§ **Data taken from a collection**:
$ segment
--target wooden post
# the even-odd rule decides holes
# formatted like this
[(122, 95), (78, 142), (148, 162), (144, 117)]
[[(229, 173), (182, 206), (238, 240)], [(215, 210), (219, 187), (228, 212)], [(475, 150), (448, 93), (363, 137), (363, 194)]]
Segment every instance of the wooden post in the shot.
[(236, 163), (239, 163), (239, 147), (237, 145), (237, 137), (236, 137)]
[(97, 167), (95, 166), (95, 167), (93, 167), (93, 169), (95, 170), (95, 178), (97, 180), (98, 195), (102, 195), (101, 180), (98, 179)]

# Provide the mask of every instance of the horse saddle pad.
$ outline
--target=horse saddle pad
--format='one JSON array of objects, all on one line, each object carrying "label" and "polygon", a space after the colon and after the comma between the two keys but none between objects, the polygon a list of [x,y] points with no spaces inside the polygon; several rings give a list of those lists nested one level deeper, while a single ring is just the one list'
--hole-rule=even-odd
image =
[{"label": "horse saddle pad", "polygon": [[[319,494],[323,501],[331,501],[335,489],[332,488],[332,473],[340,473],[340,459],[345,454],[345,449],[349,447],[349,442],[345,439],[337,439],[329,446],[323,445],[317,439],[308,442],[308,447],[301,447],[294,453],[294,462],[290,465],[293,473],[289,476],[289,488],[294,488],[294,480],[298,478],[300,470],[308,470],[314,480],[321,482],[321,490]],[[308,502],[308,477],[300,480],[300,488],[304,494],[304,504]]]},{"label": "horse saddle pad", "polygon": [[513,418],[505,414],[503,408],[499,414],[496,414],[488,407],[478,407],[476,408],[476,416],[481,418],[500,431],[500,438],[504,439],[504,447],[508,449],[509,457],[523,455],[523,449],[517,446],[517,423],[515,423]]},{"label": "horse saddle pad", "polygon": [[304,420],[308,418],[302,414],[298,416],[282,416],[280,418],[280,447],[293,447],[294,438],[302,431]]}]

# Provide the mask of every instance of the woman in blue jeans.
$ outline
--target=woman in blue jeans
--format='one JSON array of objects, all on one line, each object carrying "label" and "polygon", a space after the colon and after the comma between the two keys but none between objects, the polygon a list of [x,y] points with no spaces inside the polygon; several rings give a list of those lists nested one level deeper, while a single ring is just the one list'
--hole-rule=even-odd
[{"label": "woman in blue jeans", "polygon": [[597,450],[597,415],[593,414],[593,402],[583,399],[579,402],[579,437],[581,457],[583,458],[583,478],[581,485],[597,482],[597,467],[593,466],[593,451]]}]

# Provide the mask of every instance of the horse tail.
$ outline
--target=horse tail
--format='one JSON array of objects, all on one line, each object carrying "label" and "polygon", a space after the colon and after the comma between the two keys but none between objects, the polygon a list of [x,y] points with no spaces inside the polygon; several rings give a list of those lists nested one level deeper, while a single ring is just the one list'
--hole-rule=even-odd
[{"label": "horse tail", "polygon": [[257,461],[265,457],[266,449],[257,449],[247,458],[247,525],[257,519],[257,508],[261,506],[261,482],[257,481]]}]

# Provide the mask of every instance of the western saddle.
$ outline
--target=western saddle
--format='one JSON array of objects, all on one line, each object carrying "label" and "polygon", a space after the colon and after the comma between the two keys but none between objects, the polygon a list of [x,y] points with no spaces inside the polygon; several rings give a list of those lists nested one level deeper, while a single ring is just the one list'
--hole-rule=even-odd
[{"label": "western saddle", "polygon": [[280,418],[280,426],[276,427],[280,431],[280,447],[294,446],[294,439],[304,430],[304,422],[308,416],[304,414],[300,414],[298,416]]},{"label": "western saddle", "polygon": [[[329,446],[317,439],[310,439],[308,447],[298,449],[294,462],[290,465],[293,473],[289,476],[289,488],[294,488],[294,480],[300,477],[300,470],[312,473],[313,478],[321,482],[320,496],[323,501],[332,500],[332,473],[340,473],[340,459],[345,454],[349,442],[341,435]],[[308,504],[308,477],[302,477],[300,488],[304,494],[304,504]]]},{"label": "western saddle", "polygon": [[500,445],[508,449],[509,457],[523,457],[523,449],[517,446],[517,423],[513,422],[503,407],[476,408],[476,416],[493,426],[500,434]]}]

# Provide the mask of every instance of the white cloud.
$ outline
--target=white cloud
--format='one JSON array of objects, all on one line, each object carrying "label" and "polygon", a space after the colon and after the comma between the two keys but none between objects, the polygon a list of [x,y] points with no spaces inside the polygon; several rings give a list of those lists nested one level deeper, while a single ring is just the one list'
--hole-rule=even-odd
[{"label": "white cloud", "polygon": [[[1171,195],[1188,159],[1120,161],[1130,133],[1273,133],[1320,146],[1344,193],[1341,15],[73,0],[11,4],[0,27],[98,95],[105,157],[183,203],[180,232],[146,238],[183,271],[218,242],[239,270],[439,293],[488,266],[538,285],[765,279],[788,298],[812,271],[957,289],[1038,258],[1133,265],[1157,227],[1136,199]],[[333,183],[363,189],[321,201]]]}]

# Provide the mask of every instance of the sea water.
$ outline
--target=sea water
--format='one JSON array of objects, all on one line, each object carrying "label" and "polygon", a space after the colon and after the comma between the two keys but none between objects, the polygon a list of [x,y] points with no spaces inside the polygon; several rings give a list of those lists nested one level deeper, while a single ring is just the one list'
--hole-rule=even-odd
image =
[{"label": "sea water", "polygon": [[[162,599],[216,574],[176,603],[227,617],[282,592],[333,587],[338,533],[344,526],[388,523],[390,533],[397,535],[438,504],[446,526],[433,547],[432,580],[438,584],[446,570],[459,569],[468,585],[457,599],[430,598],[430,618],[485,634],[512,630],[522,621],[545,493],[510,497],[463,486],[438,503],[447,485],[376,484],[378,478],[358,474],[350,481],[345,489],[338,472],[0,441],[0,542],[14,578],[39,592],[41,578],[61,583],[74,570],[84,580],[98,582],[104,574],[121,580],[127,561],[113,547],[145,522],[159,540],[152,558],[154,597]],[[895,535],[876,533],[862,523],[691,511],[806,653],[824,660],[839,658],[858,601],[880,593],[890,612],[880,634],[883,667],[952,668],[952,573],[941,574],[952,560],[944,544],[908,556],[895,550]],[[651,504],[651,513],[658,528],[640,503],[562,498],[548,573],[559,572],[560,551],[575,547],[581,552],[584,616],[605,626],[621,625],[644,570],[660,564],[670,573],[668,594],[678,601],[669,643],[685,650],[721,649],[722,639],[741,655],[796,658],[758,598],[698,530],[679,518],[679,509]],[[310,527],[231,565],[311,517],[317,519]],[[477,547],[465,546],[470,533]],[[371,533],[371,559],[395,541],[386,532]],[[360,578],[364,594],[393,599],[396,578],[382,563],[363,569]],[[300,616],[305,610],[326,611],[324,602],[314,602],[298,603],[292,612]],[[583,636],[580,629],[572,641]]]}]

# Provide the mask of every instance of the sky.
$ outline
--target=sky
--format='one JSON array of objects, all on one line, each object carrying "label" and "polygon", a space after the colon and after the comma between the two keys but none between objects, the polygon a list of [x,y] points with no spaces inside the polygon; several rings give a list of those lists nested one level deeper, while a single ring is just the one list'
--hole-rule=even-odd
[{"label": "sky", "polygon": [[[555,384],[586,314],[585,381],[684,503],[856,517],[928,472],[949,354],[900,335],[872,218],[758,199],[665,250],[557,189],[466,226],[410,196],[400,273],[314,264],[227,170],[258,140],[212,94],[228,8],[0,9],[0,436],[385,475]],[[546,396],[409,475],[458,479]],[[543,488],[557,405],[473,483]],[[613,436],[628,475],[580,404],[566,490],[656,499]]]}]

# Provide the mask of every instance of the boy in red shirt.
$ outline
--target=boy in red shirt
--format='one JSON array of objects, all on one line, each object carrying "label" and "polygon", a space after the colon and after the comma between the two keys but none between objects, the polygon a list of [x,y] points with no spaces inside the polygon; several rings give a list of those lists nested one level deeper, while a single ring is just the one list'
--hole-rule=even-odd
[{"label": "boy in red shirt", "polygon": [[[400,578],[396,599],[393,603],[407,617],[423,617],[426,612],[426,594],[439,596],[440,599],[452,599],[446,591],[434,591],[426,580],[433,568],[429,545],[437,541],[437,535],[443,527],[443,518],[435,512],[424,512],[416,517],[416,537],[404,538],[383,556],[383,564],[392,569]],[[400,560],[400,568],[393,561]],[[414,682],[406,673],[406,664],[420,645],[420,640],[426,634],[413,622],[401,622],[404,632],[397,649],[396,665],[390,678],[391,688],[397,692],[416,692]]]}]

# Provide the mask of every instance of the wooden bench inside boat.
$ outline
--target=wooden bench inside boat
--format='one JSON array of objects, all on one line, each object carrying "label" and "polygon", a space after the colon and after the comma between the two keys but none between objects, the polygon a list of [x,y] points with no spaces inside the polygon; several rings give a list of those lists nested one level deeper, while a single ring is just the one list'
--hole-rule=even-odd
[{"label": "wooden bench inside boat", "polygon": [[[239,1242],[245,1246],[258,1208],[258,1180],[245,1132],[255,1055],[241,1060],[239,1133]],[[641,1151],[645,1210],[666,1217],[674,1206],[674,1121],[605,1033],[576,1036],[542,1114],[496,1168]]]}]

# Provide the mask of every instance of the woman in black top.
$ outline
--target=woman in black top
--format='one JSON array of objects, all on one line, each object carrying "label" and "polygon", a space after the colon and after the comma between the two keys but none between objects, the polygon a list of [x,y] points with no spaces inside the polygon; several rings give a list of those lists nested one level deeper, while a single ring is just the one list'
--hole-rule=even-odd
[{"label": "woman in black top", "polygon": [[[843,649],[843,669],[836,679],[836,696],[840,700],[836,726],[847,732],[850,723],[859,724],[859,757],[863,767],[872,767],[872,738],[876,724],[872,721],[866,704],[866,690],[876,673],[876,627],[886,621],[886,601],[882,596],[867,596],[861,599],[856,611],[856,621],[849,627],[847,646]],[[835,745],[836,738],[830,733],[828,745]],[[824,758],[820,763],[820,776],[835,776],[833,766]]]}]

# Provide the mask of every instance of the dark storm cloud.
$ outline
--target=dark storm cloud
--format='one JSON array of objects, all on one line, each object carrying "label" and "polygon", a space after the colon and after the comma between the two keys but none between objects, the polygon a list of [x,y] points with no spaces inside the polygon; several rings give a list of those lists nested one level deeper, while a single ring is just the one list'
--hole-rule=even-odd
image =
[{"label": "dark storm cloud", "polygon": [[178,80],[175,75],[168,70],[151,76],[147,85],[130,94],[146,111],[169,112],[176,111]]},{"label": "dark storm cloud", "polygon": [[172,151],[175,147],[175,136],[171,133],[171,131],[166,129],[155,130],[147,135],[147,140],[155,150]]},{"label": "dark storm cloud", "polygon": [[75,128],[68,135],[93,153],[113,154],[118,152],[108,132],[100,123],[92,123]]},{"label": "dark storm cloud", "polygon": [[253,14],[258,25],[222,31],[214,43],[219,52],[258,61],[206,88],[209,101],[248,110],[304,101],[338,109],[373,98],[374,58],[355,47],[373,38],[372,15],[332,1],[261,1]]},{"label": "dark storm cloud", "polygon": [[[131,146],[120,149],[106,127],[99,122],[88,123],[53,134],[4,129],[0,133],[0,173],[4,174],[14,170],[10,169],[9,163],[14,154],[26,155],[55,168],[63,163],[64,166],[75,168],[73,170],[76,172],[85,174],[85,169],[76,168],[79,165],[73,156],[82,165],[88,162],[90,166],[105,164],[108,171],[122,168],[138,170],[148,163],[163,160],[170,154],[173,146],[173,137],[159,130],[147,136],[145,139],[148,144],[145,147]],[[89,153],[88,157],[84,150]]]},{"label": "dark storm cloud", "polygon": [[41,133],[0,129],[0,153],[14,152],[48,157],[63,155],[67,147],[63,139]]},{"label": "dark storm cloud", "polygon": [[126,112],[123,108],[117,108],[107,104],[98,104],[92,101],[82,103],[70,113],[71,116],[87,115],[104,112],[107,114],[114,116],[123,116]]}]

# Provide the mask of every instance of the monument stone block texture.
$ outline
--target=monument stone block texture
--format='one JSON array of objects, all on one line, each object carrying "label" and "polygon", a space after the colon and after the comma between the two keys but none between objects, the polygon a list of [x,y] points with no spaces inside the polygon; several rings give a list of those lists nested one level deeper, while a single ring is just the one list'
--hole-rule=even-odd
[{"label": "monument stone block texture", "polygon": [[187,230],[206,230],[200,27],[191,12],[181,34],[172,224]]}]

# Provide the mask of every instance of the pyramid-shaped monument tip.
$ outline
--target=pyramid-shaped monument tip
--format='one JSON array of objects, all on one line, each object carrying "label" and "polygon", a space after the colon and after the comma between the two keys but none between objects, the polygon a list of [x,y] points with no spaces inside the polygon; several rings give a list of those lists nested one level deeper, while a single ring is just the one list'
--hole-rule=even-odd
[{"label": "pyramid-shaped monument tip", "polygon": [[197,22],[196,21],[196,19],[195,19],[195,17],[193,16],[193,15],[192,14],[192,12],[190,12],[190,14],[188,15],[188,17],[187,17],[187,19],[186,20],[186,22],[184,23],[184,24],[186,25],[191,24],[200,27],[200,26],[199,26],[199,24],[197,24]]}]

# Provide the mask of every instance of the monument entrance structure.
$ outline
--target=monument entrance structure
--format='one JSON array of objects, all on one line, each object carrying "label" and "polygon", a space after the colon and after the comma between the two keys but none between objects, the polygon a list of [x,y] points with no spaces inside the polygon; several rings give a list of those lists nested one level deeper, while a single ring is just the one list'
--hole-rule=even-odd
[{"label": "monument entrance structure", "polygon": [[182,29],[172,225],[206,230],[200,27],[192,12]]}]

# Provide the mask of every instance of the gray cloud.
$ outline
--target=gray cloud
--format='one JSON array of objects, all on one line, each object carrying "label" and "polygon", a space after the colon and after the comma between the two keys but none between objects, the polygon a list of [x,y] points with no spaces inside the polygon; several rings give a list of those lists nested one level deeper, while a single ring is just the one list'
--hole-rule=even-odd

§ **Exercise details**: Quote the listing word for word from its first line through the line containing "137), (236, 137)]", including both of those lines.

§ **Answer for this exercise**:
$ segment
--target wooden post
# the even-odd rule decides holes
# formatted like this
[(122, 95), (78, 142), (148, 162), (144, 117)]
[[(229, 173), (182, 206), (238, 240)], [(215, 210), (219, 187), (228, 212)], [(475, 150), (448, 93), (363, 137), (363, 194)]]
Segment every instance of the wooden post in the shot.
[(236, 163), (239, 163), (239, 147), (237, 145), (237, 137), (236, 137)]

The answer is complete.